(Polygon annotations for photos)

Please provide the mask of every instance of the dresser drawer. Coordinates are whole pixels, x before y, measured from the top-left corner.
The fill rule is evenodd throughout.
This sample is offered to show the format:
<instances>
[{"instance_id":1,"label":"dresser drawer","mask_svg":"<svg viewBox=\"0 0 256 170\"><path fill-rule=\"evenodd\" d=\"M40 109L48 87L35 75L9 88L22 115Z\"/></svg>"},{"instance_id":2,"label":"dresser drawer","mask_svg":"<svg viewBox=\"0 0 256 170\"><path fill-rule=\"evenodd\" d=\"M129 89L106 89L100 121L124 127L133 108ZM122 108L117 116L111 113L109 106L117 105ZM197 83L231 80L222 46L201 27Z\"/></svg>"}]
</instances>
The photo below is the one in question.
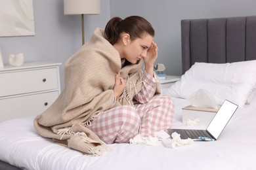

WHAT THIS TASK INVOLVES
Count the lines of the records that contain the string "evenodd", with case counting. Give only the number.

OUTPUT BELOW
2